-- BEGIN RECORDS FOR THIS TASK --

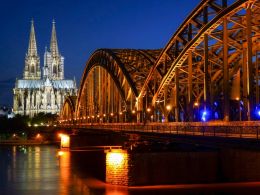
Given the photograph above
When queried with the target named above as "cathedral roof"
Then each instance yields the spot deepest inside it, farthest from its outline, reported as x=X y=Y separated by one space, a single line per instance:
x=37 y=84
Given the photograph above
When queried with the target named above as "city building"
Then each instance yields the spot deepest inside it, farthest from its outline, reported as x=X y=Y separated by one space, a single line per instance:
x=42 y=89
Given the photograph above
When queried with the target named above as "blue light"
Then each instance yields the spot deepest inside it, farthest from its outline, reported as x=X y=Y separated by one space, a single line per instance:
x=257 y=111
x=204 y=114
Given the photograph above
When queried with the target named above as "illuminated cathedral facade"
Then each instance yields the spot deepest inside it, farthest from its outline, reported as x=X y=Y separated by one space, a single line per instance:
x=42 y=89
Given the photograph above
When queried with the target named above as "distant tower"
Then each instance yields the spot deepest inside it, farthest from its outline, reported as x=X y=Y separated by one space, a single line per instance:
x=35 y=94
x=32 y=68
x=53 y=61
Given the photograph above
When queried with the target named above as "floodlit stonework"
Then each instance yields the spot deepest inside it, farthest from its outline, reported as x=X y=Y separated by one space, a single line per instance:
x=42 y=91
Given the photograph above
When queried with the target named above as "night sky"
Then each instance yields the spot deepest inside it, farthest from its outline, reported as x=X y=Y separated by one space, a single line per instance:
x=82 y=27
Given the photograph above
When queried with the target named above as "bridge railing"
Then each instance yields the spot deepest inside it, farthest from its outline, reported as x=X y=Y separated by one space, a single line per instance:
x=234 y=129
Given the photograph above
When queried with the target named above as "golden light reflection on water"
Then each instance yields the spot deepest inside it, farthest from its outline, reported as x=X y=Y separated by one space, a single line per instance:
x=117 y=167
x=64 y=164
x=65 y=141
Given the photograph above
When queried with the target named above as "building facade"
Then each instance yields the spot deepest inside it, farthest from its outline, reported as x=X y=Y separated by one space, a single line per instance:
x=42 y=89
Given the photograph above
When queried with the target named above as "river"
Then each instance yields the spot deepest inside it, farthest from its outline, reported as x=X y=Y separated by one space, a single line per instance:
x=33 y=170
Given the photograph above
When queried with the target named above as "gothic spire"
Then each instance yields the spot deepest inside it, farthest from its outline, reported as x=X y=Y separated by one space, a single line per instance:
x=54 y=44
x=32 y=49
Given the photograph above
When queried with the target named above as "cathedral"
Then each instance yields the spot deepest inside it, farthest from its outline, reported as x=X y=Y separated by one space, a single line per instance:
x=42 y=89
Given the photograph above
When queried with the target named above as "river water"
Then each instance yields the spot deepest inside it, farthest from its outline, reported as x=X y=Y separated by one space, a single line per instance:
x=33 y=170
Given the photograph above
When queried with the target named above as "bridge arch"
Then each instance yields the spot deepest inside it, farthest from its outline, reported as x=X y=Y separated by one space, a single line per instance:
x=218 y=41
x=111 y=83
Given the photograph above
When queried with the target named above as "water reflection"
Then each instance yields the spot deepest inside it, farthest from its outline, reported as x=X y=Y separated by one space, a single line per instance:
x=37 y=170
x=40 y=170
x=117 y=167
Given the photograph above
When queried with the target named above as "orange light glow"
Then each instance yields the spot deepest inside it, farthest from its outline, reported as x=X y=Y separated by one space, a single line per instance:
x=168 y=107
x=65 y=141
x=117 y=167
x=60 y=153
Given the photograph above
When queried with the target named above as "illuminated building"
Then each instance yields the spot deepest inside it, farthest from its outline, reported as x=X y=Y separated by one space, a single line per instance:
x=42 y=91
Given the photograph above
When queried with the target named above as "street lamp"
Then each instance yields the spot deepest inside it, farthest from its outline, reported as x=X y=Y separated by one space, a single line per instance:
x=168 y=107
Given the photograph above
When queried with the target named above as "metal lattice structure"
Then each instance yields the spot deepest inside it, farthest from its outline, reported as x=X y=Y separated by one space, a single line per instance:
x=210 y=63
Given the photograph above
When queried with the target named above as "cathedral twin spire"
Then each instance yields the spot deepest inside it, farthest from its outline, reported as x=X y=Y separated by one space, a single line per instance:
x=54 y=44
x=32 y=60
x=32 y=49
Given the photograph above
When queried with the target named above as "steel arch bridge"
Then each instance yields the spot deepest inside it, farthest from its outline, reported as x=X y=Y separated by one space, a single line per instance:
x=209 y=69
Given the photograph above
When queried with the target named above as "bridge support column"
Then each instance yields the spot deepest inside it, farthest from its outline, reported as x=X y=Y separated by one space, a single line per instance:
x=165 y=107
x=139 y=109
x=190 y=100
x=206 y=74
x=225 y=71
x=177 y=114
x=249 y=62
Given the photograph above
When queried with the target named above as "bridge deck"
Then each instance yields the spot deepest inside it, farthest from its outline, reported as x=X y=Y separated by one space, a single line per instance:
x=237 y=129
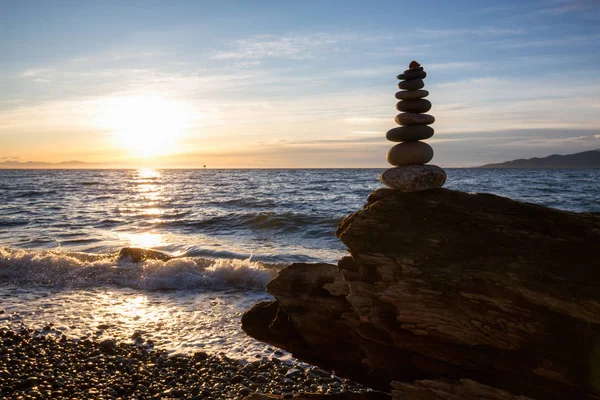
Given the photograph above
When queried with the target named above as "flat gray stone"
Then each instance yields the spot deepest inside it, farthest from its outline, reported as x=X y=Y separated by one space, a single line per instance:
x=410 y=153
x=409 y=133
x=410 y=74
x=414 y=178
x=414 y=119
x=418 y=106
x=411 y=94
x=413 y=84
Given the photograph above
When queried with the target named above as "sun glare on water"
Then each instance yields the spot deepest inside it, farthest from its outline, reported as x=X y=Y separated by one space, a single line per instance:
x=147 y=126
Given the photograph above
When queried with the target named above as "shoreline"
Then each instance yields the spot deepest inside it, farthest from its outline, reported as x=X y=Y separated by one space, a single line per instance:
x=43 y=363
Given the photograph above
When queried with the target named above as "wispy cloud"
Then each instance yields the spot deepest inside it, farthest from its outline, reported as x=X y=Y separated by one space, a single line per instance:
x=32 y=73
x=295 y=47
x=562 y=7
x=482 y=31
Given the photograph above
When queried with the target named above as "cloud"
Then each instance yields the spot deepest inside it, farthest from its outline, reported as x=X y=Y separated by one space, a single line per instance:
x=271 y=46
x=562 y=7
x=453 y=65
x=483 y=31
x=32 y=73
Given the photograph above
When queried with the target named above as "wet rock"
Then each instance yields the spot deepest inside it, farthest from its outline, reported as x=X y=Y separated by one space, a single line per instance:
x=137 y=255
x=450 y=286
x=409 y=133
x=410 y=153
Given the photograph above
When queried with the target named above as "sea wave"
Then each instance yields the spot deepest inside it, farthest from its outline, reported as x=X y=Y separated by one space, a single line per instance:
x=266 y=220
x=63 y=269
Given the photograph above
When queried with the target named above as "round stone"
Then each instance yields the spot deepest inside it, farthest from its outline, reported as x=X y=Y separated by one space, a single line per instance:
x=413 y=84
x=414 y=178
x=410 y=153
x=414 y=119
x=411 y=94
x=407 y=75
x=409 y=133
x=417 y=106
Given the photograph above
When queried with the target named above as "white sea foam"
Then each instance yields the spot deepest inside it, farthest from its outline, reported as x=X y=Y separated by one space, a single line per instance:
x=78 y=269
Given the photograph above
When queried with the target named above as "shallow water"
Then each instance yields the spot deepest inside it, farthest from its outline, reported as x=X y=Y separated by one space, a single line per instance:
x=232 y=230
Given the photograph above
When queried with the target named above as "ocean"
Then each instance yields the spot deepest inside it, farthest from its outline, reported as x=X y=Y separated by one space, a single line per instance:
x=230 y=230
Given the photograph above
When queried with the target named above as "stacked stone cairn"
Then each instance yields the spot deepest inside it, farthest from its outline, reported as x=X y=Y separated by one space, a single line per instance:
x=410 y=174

-- END RECORDS FOR THIS TASK --

INSTRUCTION
Reproduce each record from above exactly; pictures do not belong in the copy.

ANSWER FOR THE TASK
Given the photograph above
When queried with the target named above as "cathedral roof"
Then each instance yields the spot deepest inside it, farthest from its outline, reported as x=X y=Y separated by one space, a single line per instance:
x=37 y=84
Given the photograph above
When queried with the target named above as "city building"
Then each instance yields the spot deepest inside it, farthest from its outline, reported as x=X y=Y separated by one space, a single line per instance:
x=42 y=89
Given the photograph above
When queried with the target named above as "blue light"
Then each instance yields the spot deepest inside it, farthest from its outline, reported as x=X y=Y separated by one space, a single line per instance:
x=257 y=111
x=204 y=114
Given the photograph above
When queried with the target named above as "illuminated cathedral facade"
Then each instance yields the spot deepest inside it, farthest from its outline, reported as x=X y=Y separated by one space, a single line per instance:
x=42 y=89
Given the photograph above
When queried with the target named above as "distant tower"
Then each instance yields the spot deepest inside it, farthest from its outline, reported as x=X y=Y separated by one space, a single line per instance:
x=35 y=94
x=32 y=68
x=53 y=61
Given the photograph above
When queried with the target named above as "floodlit stonework"
Then each instance yields the spot deepest inside it, farthest from its outline, reported as x=X y=Y separated by one space, a single line per instance:
x=42 y=91
Given the photograph above
When queried with the target named above as "night sky"
Then each instance yields the spot deepest inside it, farthest from its outline, reported as x=X y=Y separated by one space, a single line per instance:
x=82 y=27
Given the photograph above
When queried with the target named above as "bridge railing"
Then each instance yields the spot deepest inside it, farthest from its outline, reported as x=X y=Y separated by one space, a single line per instance:
x=234 y=129
Given the photograph above
When queried with the target named above as "golden light reflection on water"
Then each instance yields the spot deepest inside it, farthest from its outline, reported as x=X y=Y separated by one space, a single line per instance:
x=117 y=167
x=64 y=164
x=65 y=141
Given the photograph above
When queried with the target named above as "building facade"
Then each instance yields the spot deepest inside it, farthest from its outline, reported as x=X y=Y separated by one space, a single line per instance:
x=42 y=89
Given the photograph above
When queried with the target named above as "river"
Then each instance yields the spot deepest inside it, farthest from its outline, reported as x=X y=Y separated by one space, a single line per instance:
x=33 y=170
Given the photograph above
When queried with the target named above as "gothic spire"
Then each instance yields the spot deepest inside it, farthest from its outline, reported as x=X y=Y separated by one space, a single line per instance:
x=54 y=44
x=32 y=49
Given the photograph above
When queried with the target named above as "cathedral"
Then each instance yields the spot deepest inside it, farthest from its outline, reported as x=X y=Y separated by one space, a single line per instance:
x=42 y=89
Given the photograph above
When queried with the target named above as "river water"
Then each instance yields the spot deepest inside it, farthest from its outline, reported as x=X y=Y separated by one space, a single line per instance:
x=33 y=170
Given the photograph above
When queried with the target named above as "bridge arch"
Then each instance yields the spot deepest inside it, farthest from its outline, reported as x=X y=Y separated by one space, a single line per instance:
x=218 y=41
x=111 y=83
Given the photograph above
When queried with the target named above as "water reflection"
Then each instance yields the spot deepest inside it, farthest from its outline, reported as x=X y=Y separated by one space, a single line per instance:
x=37 y=170
x=40 y=170
x=117 y=167
Given the photograph above
When queried with the target named above as "orange light glow"
Then each instance yields the spot deepest inside it, farthest from its outline, reported as x=X y=Y separated by one space, a single line per instance:
x=168 y=107
x=65 y=141
x=117 y=167
x=60 y=153
Given the photograph above
When queried with the target named above as "illuminated building"
Then each instance yields the spot deepest inside it, farthest from its outline, reported as x=X y=Y separated by one space, a single line per instance:
x=42 y=91
Given the photograph above
When queried with the target named above as "street lamp"
Then each instance yields the spot deepest inside it, farthest from its outline, reported as x=X y=Y separated by one space, a single line per instance:
x=168 y=107
Given the photograph above
When queried with the target named above as "metal lattice structure"
Then each instance yields the spot deepest inside it, farthest from its outline, reported as x=X y=Y separated by one space, a single line per instance:
x=210 y=63
Given the photograph above
When queried with the target named above as "cathedral twin spire"
Then each instance yields the spot deepest inside it, farthest from its outline, reported as x=X y=Y separated by one space, a single line per instance:
x=54 y=44
x=32 y=60
x=32 y=49
Given the photograph above
When queried with the target named above as "steel arch bridge"
Then each instance yields the spot deepest inside it, farthest from its outline, reported as x=X y=Y separated by one space, a single line per instance:
x=209 y=69
Given the photograph above
When queried with the target named above as "bridge support column"
Then each instance yields the spot deepest inside it, farthest from its outline, reported as x=X y=Y separated by one space, a single line per instance:
x=165 y=107
x=139 y=109
x=190 y=100
x=206 y=74
x=225 y=71
x=177 y=114
x=249 y=62
Given the photograph above
When queried with the target named above as "bridge deck"
Then each instance yields the spot deepest inside it, farthest from its outline, reported as x=X y=Y separated by one space, a single line per instance:
x=237 y=129
Given the photograph above
When queried with the target named above as "flat gray stone"
Then each instance yields the spot deepest inside it, farthest from its outline, reported as x=X y=Y separated by one space, a single line per instance:
x=410 y=153
x=409 y=133
x=410 y=74
x=414 y=178
x=414 y=119
x=418 y=106
x=411 y=94
x=413 y=84
Given the photograph above
When queried with the target named above as "sun glare on water"
Then each instance yields the spot deepest inside it, farthest from its outline, reported as x=X y=Y separated by one space, a single line per instance:
x=147 y=126
Given the photograph above
When queried with the target named above as "shoreline"
Then each instance yields the spot deepest inside it, farthest from its outline, reported as x=X y=Y separated by one space, a single line per instance:
x=43 y=363
Given the photograph above
When queried with the target named above as "wispy cloud"
Then each instance yields the spot deepest inside it, farthest from its outline, reported as x=X y=Y separated by one space, a single line per instance:
x=32 y=73
x=295 y=47
x=562 y=7
x=482 y=31
Given the photograph above
When queried with the target named above as "cloud"
Then each instance yields the spot deepest inside it, farthest from its outline, reported as x=X y=Y separated by one space, a single line per instance:
x=271 y=46
x=562 y=7
x=453 y=65
x=483 y=31
x=32 y=73
Given the photograph above
When queried with the target named above as "wet rock"
Then each instance yields the spot deepest inside it, farthest from its outline, reported as x=X y=Y separated by one space, a single line per instance:
x=137 y=255
x=450 y=286
x=409 y=133
x=410 y=153
Given the photograph above
When queried with the target named above as "sea wave"
Then each instance yields the spot deepest inside it, farthest from its outline, reported as x=X y=Y separated by one space, a single line per instance:
x=266 y=220
x=63 y=269
Given the photograph above
When queried with the target named above as "round stone"
Then each instance yields the spot deepest inside it, farthest from its outline, reported as x=X y=Y separated by one space, a single line per instance:
x=413 y=84
x=414 y=178
x=410 y=153
x=414 y=119
x=411 y=94
x=407 y=75
x=409 y=133
x=417 y=106
Given the photograph above
When queried with the target named above as "white sea foam"
Then each instance yields the spot deepest inside it, farthest from its outline, reported as x=X y=Y separated by one space, a single line per instance:
x=78 y=269
Given the photograph above
When queried with the target named above as "shallow water"
Then each instance yields the spot deepest inside it, farthest from its outline, reported as x=X y=Y separated by one space, a single line per instance:
x=232 y=230
Given the photograph above
When queried with the target named above as "ocean"
Then each instance yields the spot deepest inside it, farthest from its outline, reported as x=X y=Y separated by one space, a single line per instance:
x=230 y=230
Given the photograph above
When queried with the target named above as "stacked stone cairn"
Then each instance yields the spot deepest inside it, farthest from its outline, reported as x=X y=Y separated by one space, a single line per instance:
x=410 y=174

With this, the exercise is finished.